>>
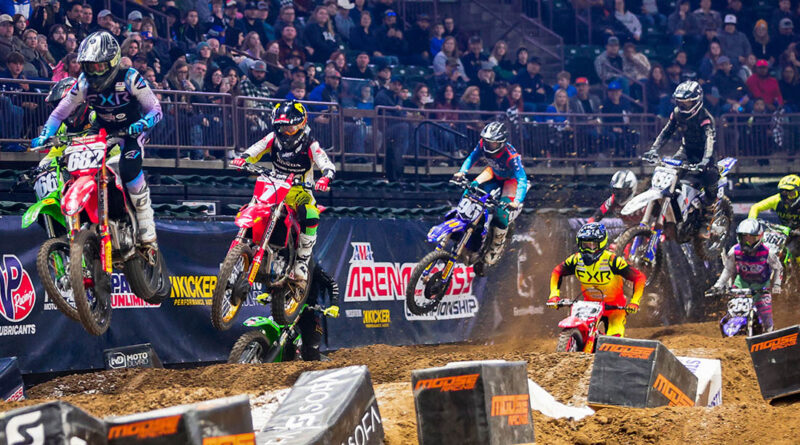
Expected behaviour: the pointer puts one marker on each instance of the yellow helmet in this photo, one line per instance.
(789, 188)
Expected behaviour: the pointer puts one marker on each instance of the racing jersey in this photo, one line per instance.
(298, 162)
(127, 100)
(788, 216)
(602, 280)
(758, 267)
(507, 165)
(697, 135)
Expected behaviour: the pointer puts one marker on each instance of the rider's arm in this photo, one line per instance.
(728, 271)
(765, 204)
(471, 159)
(566, 268)
(666, 133)
(321, 160)
(255, 151)
(620, 267)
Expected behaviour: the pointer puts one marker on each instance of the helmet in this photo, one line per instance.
(789, 188)
(592, 240)
(99, 56)
(749, 234)
(289, 123)
(623, 183)
(688, 97)
(59, 90)
(494, 136)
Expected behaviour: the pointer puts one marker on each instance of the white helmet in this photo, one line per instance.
(623, 184)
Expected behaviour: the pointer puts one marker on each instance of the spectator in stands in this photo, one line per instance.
(784, 12)
(563, 83)
(628, 19)
(320, 40)
(734, 43)
(473, 59)
(683, 26)
(658, 91)
(762, 85)
(390, 37)
(418, 41)
(730, 88)
(360, 69)
(708, 66)
(790, 89)
(608, 65)
(707, 17)
(534, 89)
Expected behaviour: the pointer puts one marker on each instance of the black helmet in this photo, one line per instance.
(592, 240)
(99, 56)
(751, 228)
(59, 90)
(688, 97)
(289, 123)
(494, 136)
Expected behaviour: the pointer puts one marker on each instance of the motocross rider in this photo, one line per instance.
(786, 203)
(601, 275)
(294, 150)
(504, 170)
(695, 124)
(623, 186)
(122, 100)
(753, 266)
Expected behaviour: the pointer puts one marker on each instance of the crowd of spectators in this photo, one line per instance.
(347, 52)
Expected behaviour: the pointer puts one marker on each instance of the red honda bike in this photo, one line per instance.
(103, 232)
(587, 320)
(263, 253)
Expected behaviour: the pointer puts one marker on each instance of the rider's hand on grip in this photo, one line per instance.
(323, 184)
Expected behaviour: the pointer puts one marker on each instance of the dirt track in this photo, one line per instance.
(744, 417)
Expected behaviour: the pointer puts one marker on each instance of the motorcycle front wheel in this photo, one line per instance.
(570, 340)
(424, 293)
(52, 264)
(91, 285)
(638, 259)
(232, 286)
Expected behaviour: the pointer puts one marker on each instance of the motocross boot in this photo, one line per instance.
(495, 250)
(144, 214)
(305, 244)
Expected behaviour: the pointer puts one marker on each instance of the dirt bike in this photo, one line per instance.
(462, 237)
(673, 210)
(103, 232)
(269, 342)
(52, 260)
(742, 318)
(587, 320)
(263, 252)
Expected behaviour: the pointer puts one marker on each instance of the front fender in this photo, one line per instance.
(639, 201)
(451, 225)
(82, 194)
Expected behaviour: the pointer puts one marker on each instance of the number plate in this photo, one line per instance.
(663, 178)
(45, 184)
(740, 305)
(469, 209)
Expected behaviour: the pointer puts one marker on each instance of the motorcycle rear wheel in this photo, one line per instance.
(91, 285)
(251, 347)
(58, 288)
(232, 286)
(636, 259)
(434, 290)
(570, 340)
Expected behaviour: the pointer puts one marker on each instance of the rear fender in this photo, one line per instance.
(452, 225)
(81, 195)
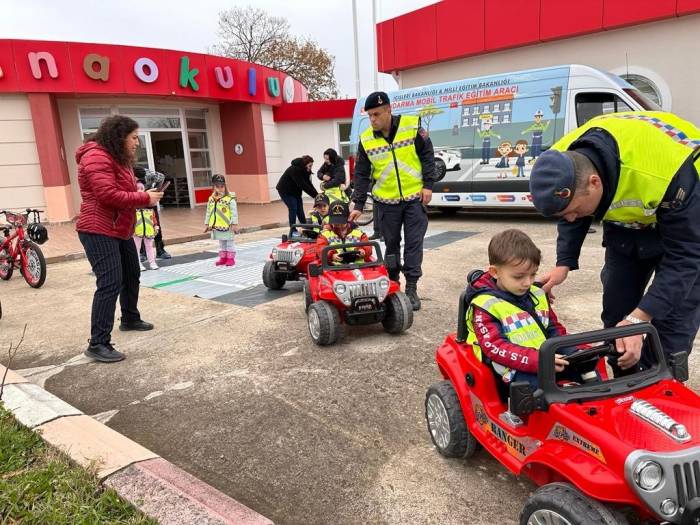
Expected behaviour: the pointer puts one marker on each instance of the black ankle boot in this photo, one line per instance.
(412, 292)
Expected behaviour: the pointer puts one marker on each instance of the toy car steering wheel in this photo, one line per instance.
(348, 257)
(591, 354)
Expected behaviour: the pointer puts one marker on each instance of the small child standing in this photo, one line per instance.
(145, 230)
(222, 220)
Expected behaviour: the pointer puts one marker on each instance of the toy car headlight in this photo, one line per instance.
(648, 475)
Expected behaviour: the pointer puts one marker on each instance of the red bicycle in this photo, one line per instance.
(20, 250)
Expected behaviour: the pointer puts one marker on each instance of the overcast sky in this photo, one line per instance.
(190, 25)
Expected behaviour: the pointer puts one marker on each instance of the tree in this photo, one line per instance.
(426, 114)
(255, 36)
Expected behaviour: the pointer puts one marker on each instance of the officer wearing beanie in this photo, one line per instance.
(638, 173)
(397, 153)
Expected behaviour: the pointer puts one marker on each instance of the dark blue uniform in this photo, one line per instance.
(410, 215)
(670, 250)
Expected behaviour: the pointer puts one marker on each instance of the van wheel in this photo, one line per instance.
(271, 278)
(446, 424)
(562, 503)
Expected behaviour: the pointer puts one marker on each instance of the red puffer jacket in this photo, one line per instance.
(109, 193)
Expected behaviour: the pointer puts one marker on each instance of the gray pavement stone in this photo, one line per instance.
(33, 406)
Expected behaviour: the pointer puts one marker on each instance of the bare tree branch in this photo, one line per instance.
(11, 353)
(255, 36)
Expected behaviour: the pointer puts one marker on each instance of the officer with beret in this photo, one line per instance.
(638, 173)
(397, 153)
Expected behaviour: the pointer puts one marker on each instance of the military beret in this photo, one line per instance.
(376, 99)
(552, 182)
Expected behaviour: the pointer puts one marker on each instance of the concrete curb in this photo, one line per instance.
(153, 485)
(175, 240)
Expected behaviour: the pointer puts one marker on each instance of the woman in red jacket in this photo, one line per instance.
(105, 226)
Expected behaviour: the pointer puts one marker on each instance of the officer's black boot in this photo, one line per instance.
(412, 292)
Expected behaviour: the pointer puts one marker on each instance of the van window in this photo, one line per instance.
(589, 105)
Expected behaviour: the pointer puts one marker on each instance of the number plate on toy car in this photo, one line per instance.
(365, 304)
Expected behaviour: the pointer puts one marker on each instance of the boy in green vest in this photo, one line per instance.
(509, 317)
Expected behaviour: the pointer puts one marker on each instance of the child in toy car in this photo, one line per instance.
(340, 231)
(509, 317)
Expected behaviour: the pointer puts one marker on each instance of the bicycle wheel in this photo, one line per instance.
(367, 212)
(33, 265)
(6, 267)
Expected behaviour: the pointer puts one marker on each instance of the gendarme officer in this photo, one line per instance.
(638, 173)
(397, 153)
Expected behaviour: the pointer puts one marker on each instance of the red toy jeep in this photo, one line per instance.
(600, 450)
(289, 260)
(354, 294)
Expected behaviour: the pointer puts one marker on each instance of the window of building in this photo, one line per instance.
(646, 87)
(589, 105)
(197, 138)
(344, 139)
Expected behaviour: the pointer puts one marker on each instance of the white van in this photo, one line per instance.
(487, 131)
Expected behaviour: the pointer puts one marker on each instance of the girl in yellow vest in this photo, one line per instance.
(222, 220)
(509, 317)
(145, 230)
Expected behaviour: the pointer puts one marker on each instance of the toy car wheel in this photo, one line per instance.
(324, 323)
(308, 300)
(399, 313)
(271, 278)
(563, 504)
(446, 424)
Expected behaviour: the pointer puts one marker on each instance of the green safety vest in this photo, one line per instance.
(652, 146)
(354, 236)
(219, 212)
(519, 327)
(336, 194)
(144, 226)
(396, 167)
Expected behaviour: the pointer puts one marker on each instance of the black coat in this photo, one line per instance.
(336, 172)
(296, 179)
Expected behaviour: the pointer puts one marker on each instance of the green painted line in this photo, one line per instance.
(175, 281)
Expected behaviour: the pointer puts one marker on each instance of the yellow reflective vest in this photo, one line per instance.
(354, 236)
(145, 223)
(221, 212)
(652, 146)
(396, 167)
(519, 326)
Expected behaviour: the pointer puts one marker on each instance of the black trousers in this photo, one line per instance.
(115, 263)
(412, 217)
(625, 276)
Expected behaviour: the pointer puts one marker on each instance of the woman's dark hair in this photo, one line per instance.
(111, 135)
(332, 155)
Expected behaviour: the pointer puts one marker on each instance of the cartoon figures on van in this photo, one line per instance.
(537, 128)
(520, 151)
(504, 149)
(486, 132)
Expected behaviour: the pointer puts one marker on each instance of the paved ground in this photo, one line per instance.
(240, 397)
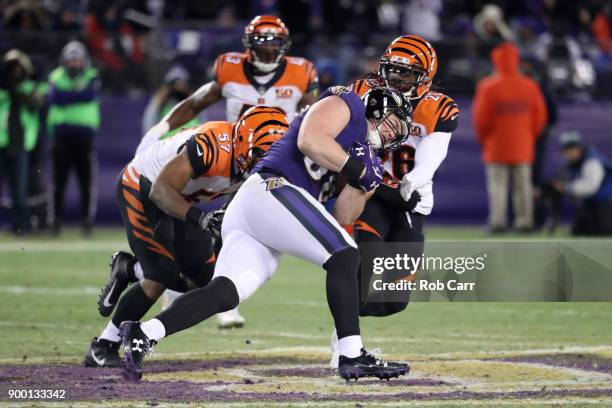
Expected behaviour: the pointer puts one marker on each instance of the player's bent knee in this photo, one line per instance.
(152, 289)
(347, 259)
(226, 292)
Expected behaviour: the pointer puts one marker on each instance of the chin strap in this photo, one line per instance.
(265, 67)
(374, 138)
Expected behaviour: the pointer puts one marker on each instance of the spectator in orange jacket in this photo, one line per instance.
(509, 113)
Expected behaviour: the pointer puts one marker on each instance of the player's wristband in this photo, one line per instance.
(352, 170)
(193, 215)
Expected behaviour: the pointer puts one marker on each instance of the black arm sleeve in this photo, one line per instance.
(392, 197)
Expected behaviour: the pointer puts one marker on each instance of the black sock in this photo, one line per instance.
(220, 295)
(343, 291)
(134, 304)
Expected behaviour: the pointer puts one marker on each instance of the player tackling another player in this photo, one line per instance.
(262, 75)
(169, 236)
(278, 211)
(397, 211)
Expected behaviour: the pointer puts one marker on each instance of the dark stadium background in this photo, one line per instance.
(344, 39)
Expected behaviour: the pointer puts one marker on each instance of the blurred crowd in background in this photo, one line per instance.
(166, 49)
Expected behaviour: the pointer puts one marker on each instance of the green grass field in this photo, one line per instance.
(484, 354)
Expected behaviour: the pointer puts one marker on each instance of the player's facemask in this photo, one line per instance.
(400, 129)
(391, 114)
(405, 79)
(267, 50)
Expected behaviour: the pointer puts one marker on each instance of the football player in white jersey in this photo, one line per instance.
(174, 249)
(262, 75)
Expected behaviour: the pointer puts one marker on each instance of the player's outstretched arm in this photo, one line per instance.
(430, 153)
(320, 127)
(182, 113)
(166, 192)
(191, 107)
(350, 204)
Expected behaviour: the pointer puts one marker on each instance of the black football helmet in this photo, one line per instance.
(381, 103)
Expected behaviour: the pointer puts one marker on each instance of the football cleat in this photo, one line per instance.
(335, 348)
(136, 346)
(230, 319)
(367, 365)
(119, 279)
(102, 353)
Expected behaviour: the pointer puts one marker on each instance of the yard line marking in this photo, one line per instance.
(34, 290)
(62, 246)
(10, 323)
(336, 403)
(493, 353)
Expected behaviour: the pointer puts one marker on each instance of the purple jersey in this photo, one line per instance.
(284, 157)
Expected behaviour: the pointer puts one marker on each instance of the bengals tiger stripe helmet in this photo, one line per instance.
(254, 132)
(409, 65)
(266, 39)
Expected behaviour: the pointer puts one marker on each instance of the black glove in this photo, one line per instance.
(212, 221)
(413, 200)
<<
> [What the exercise asks] Please copy the rows above word for word, from the line containing "of the bengals" through the end of the rows, with both ends included.

> [Solution to the exercise]
Expected behaviour: the pointer puts one marker on each instance of the bengals tiger stripe helmet in this photo, one line per instance.
(254, 132)
(409, 65)
(266, 39)
Expected behaviour: the pointer puts one marker on each instance of the black glove in this photo, one line per instance.
(212, 221)
(413, 200)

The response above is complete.